Short exercise 1
Print the William Leete Stone biography word for word, everything from "William Leete Stone" down to "into border tales.".

Document passage
——————————

William Leete Stone (20 April 1792 New Paltz, New York (or 1793 Esopus, New York)  – 15 August 1844 Saratoga Springs, New York), known as Colonel Stone, was an influential journalist, publisher, author, and public official in New York City.  His name also appears as "Leet".

Biography
His father, William, was a soldier of the Revolution and afterward a Presbyterian clergyman, who was a descendant of colonial Connecticut Governor William Leete. His mother was Tamsin Graves. The son moved to Sodus, New York, in 1808, where he assisted his father in the care of a farm. The country was at that time a wilderness, and the adventures of young Stone during his early pioneer life formed material that he afterward wrought into border tales.

At the age of seventeen, he became a printer in the office of the Cooperstown Federalist, and in 1813 he was editor of the Herkimer American, with Thurlow Weed as his journeyman. Subsequently, he edited the Northern Whig at Hudson, New York, and in 1817 the Albany Daily Advertiser. In 1818 he succeeded Theodore Dwight in the editorship of the Hartford Mirror. While at Hartford, Jonathan Mayhew Wainwright (afterward bishop), Samuel G. Goodrich (Peter Parley), Isaac Toucey, and himself alternated in editing a literary magazine called The Knights of the Round Table. At Hudson, he also edited The Lounger, a literary periodical which was noted for its pleasantry and wit.

In 1821 he succeeded Zachariah Lewis as editor of the New York Commercial Advertiser, becoming at the same time one of its proprietors, which place he held for the rest of his life. As such, he was a defendant in a famous suit brought by the novelist James Fenimore Cooper for criticisms that had appeared in the Commercial Advertiser on that novelist's Home as Found and the History of the Navy.

——————————

Rows taken from a collection

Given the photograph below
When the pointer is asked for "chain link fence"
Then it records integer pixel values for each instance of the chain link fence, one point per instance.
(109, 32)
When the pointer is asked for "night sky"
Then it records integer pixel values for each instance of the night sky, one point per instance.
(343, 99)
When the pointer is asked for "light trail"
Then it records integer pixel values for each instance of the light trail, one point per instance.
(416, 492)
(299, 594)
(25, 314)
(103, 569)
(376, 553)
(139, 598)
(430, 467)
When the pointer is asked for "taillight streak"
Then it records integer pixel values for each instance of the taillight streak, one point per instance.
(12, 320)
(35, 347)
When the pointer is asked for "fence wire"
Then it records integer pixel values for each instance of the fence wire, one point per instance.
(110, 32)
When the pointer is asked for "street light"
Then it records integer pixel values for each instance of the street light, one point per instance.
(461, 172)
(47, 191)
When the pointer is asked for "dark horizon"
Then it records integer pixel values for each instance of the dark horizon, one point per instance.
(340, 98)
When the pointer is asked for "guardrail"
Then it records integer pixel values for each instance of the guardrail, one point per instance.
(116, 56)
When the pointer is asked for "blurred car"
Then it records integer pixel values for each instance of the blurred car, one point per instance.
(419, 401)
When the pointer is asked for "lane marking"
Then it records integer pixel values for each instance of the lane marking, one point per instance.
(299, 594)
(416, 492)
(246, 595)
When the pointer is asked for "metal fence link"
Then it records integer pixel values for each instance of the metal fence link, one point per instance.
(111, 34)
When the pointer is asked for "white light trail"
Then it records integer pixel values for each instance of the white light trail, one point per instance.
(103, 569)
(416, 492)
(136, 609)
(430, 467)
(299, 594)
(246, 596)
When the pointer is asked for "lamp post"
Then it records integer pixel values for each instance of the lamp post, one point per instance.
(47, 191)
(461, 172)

——————————

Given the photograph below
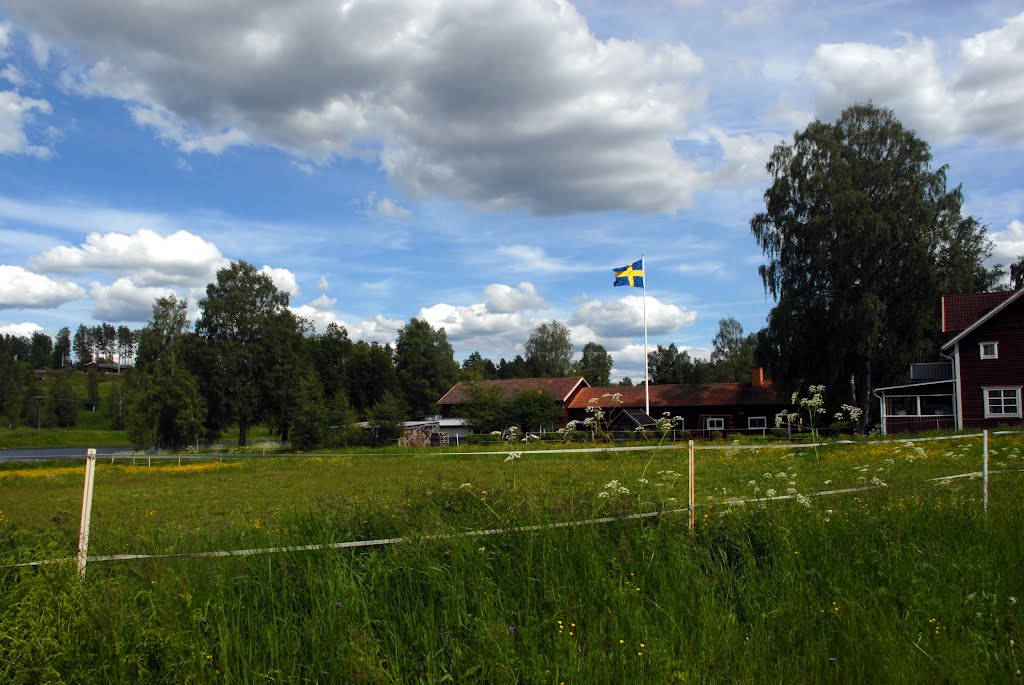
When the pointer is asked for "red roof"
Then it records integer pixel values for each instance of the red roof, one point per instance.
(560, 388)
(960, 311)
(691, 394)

——————————

Short exercise 2
Identify each line of the rows that contains the string "streak", and copy those lines out.

Response 1
William Leete Stone (20 April 1792 New Paltz, New York (or 1793 Esopus, New York)  – 15 August 1844 Saratoga Springs, New York), known as Colonel Stone, was an influential journalist, publisher, author, and public official in New York City.  His name also appears as "Leet".

Biography
His father, William, was a soldier of the Revolution and afterward a Presbyterian clergyman, who was a descendant of colonial Connecticut Governor William Leete. His mother was Tamsin Graves. The son moved to Sodus, New York, in 1808, where he assisted his father in the care of a farm. The country was at that time a wilderness, and the adventures of young Stone during his early pioneer life formed material that he afterward wrought into border tales.

Response 2
When the pointer is asked for "taillight streak"
Then it records integer pixel values for each instance of the taillight streak, one point per instance.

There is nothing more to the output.